### Exercise
Copy the material from its first line through the line with "(1018, 360)", replacing "paved road" with "gravel road" and leaving everything else unchanged. Give only those lines.
★ ★ ★ ★
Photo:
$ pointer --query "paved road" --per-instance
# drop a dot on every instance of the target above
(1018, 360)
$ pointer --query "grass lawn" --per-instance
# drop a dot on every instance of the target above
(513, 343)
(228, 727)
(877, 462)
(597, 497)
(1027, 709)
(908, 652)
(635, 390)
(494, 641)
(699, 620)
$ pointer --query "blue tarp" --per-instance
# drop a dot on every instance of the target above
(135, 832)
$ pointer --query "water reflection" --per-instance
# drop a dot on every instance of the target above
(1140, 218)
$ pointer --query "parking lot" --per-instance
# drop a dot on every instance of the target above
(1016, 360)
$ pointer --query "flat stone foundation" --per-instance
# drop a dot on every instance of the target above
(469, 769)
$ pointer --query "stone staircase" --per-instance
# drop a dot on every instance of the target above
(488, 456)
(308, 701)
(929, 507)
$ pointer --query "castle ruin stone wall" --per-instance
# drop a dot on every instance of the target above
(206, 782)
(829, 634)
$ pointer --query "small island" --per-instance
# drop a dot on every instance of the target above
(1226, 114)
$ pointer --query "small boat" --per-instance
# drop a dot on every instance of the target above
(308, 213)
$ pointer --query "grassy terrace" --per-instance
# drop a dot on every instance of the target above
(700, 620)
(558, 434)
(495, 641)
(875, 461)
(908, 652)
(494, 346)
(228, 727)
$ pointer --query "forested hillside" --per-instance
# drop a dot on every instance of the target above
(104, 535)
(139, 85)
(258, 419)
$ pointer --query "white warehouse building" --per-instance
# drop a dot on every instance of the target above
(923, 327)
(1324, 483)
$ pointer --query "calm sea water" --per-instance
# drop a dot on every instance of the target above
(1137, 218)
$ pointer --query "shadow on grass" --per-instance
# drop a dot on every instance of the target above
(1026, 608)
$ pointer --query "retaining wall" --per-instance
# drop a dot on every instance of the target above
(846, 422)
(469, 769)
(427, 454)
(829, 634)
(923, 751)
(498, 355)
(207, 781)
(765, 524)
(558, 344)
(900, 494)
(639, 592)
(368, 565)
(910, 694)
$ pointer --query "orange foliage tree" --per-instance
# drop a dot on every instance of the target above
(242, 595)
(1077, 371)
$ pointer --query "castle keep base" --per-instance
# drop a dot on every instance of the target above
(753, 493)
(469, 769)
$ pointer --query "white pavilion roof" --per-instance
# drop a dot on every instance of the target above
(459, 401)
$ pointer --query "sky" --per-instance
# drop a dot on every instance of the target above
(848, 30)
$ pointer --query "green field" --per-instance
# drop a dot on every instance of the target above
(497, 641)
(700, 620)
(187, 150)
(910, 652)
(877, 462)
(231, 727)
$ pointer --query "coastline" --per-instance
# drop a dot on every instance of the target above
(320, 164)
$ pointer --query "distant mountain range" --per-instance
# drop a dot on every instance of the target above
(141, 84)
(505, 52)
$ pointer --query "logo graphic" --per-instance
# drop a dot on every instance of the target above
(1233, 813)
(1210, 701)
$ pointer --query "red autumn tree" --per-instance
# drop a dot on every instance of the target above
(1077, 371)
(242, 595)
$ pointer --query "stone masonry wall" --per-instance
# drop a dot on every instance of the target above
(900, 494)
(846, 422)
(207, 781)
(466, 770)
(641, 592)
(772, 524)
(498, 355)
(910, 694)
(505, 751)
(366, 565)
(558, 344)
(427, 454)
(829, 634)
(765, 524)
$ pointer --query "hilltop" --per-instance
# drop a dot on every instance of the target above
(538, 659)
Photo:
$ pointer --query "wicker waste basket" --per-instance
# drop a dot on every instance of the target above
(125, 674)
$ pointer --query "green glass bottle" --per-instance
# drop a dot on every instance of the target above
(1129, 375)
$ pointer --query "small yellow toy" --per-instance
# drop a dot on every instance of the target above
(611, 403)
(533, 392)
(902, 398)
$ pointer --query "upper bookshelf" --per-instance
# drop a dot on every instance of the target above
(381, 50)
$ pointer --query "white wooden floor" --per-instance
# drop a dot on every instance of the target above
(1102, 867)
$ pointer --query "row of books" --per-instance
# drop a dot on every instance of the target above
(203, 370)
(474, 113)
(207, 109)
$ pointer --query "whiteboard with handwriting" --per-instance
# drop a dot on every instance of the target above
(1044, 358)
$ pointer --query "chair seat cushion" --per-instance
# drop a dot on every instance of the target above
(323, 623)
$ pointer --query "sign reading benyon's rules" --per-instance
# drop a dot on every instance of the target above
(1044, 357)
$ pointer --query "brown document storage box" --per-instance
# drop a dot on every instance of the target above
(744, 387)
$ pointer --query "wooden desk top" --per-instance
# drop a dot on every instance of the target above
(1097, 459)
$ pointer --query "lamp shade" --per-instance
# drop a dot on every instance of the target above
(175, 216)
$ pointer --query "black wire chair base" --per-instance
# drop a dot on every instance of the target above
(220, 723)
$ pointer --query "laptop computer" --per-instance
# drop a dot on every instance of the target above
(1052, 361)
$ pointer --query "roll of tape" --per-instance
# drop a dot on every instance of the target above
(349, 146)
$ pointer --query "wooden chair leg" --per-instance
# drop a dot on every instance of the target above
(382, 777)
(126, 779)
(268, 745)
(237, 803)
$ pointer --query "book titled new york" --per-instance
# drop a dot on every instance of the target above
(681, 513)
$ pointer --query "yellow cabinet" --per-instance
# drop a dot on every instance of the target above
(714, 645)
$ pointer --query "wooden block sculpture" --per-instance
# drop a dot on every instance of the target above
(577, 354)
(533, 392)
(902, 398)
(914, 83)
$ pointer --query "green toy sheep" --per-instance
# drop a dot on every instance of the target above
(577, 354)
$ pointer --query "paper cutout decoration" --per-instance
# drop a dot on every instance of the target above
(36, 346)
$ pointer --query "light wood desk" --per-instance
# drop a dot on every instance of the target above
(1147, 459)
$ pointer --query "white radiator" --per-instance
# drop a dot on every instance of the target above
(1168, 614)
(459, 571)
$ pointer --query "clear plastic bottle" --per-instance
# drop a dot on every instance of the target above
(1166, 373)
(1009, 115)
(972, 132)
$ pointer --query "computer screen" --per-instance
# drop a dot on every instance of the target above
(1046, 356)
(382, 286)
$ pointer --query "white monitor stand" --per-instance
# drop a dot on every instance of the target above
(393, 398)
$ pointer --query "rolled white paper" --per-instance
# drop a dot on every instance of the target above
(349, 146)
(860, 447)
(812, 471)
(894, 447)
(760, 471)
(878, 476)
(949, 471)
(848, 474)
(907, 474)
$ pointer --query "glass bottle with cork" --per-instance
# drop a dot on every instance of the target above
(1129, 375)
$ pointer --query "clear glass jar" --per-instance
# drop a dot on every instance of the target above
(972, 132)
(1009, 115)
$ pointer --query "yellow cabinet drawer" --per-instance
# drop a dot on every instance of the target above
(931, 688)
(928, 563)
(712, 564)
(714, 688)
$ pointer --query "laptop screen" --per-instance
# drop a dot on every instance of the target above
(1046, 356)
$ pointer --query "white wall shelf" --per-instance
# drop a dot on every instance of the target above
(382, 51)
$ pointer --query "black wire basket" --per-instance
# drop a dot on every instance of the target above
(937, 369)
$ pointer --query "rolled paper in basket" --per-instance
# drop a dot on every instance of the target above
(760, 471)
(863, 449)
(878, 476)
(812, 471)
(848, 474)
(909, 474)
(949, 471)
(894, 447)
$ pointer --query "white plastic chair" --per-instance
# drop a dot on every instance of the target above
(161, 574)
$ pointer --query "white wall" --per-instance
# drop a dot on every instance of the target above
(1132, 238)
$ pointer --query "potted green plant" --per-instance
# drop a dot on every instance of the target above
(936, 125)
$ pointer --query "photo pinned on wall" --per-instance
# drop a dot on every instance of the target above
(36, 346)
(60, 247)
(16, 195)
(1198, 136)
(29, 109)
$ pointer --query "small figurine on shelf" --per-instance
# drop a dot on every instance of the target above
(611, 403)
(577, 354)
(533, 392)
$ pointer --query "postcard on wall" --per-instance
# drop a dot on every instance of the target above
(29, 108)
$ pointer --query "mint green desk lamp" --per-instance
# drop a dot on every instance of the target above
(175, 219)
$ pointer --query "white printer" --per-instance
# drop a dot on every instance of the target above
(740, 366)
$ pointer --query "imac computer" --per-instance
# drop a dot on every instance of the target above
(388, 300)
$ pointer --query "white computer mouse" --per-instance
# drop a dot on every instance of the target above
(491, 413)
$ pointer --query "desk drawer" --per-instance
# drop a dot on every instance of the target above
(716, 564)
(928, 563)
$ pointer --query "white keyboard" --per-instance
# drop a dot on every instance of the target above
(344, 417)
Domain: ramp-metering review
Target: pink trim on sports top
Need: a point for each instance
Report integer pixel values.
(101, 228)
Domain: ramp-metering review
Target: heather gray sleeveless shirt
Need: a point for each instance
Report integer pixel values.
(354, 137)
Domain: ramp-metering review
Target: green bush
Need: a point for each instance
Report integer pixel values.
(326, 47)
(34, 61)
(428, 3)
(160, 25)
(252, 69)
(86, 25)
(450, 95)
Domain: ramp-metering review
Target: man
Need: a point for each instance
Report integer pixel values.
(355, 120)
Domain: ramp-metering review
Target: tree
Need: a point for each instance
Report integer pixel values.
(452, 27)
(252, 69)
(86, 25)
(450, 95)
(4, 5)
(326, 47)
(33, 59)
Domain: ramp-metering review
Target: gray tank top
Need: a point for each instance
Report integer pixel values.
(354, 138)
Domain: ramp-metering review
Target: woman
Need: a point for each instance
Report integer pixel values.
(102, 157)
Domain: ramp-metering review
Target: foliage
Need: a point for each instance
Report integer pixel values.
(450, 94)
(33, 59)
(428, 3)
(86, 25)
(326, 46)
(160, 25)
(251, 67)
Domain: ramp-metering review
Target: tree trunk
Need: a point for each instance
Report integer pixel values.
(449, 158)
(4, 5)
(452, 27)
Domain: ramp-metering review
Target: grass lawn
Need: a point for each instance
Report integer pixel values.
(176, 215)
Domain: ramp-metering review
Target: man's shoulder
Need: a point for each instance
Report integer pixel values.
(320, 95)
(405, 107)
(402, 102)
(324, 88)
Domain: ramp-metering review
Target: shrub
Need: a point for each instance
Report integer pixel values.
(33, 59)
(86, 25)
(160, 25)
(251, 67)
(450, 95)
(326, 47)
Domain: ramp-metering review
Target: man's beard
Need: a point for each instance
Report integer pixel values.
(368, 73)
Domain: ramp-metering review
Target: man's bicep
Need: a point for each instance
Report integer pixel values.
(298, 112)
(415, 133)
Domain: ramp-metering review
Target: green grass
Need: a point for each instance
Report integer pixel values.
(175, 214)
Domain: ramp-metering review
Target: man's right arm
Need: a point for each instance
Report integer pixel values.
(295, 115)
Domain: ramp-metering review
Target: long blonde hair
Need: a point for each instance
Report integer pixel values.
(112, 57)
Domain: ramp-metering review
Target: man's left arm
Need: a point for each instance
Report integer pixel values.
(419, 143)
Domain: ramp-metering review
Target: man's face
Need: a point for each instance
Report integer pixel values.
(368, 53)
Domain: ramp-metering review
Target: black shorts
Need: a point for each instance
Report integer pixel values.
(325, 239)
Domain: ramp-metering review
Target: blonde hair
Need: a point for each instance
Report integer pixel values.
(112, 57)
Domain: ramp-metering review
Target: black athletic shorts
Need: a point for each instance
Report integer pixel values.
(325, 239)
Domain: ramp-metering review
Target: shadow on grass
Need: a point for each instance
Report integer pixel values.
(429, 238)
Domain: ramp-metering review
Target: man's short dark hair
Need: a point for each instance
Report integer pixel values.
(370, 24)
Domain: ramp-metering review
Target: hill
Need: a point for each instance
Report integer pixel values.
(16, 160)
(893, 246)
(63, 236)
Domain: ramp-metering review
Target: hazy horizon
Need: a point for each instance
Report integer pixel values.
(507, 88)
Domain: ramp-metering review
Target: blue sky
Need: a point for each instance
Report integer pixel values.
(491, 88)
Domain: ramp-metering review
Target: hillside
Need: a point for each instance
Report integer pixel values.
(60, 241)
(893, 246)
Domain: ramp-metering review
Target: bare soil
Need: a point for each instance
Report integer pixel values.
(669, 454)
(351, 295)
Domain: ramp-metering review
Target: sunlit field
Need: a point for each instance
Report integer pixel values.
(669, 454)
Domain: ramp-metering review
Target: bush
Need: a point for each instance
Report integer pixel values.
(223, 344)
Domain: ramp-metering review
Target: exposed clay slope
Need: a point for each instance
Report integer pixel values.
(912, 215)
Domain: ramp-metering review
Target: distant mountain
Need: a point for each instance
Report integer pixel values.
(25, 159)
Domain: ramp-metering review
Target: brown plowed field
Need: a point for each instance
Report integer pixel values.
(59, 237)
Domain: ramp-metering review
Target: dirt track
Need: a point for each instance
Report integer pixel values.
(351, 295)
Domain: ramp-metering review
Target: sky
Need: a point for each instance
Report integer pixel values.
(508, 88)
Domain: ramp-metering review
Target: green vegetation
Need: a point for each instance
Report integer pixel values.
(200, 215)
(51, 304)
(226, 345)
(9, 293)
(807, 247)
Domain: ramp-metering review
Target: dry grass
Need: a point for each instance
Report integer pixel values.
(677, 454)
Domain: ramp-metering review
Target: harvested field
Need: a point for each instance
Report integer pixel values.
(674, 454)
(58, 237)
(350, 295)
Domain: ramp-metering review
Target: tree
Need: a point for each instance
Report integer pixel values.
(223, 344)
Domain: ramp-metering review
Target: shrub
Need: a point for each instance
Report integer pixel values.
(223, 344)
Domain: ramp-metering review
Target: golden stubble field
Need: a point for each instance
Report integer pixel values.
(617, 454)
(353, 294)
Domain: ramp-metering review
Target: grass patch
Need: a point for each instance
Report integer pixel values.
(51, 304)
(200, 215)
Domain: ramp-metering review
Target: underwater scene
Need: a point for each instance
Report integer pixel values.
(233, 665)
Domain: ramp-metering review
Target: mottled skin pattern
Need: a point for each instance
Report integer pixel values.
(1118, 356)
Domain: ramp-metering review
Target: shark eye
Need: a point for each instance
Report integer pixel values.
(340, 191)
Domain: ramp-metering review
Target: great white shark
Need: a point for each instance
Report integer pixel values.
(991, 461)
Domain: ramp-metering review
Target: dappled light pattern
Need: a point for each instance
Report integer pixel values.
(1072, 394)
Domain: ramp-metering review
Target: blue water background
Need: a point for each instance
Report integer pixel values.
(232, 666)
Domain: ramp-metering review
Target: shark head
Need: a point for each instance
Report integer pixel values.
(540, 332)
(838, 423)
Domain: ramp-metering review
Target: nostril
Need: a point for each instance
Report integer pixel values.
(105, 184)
★ ★ ★ ★
### Worked answer
Photo:
$ pointer --query "gravel road" --per-instance
# drop a dot on every instance of the target above
(1018, 360)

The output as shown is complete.